** Opening MATERIALS PROVIDED block **

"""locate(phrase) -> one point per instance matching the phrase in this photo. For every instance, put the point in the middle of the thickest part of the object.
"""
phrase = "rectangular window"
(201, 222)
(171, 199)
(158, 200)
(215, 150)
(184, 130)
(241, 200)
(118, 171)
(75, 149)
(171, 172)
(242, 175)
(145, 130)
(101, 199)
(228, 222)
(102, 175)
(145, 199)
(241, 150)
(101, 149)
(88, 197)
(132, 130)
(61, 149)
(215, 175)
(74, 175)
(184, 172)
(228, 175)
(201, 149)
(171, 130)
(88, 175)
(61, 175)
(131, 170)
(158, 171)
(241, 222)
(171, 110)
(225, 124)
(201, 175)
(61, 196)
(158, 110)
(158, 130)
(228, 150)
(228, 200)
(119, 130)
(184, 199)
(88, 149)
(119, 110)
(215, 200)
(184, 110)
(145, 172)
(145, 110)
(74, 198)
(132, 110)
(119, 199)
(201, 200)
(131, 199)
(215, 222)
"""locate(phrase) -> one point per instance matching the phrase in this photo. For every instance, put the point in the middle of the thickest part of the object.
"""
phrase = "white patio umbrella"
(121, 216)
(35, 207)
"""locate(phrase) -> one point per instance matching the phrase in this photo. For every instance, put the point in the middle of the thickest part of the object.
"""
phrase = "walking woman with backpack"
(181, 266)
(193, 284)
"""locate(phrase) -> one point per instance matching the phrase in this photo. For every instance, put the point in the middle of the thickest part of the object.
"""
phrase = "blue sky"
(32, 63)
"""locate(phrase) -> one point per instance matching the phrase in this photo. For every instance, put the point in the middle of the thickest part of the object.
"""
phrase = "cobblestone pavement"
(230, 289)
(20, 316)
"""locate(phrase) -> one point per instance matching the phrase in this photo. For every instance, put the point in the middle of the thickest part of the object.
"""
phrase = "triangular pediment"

** Closing MATERIALS PROVIDED block **

[WHAT TO WORK ON] Return the entries above exactly as they were written.

[EXERCISE RESULT]
"""locate(phrase) -> one point per instance matching the phrase in this photo. For every instance, put the point in the middle of the thickest part of the object.
"""
phrase = "rectangular window"
(201, 222)
(171, 199)
(158, 200)
(215, 150)
(184, 130)
(241, 200)
(118, 171)
(75, 149)
(171, 172)
(242, 175)
(145, 130)
(101, 199)
(228, 222)
(102, 175)
(145, 199)
(241, 150)
(101, 149)
(88, 197)
(132, 130)
(61, 149)
(215, 175)
(74, 175)
(184, 172)
(228, 175)
(201, 149)
(171, 130)
(88, 175)
(61, 175)
(131, 170)
(158, 171)
(241, 222)
(171, 110)
(225, 124)
(201, 175)
(61, 196)
(158, 110)
(158, 130)
(228, 150)
(228, 200)
(119, 130)
(184, 199)
(88, 149)
(119, 110)
(215, 200)
(184, 110)
(145, 172)
(145, 110)
(74, 198)
(132, 110)
(119, 199)
(201, 200)
(131, 199)
(215, 222)
"""locate(phrase) -> one point per instance matching the phrase in this photo. For every instance, put the point in the middle of the thickest part of the object.
"""
phrase = "white patio umbrella"
(121, 216)
(35, 207)
"""locate(phrase) -> one point per instance matching the phrase in this photo. For every instance, put the point in the middle of the thickest part of the object.
"""
phrase = "walking woman with backpack"
(181, 266)
(193, 284)
"""locate(phrase) -> one point per instance matching the phrase in this photo. For every instance, put the point in the middle of the thickest part of the object.
"""
phrase = "blue sky"
(32, 63)
"""locate(phrase) -> one point per instance matching the phrase in this photo. For every instance, put the point in the middle of the thickest part of the object.
"""
phrase = "cobblestone pavement"
(230, 289)
(20, 316)
"""locate(phrase) -> one point per instance matching the phrase in this photo. For every instance, put the point in the middle of the thickest part of the object.
"""
phrase = "triangular pediment"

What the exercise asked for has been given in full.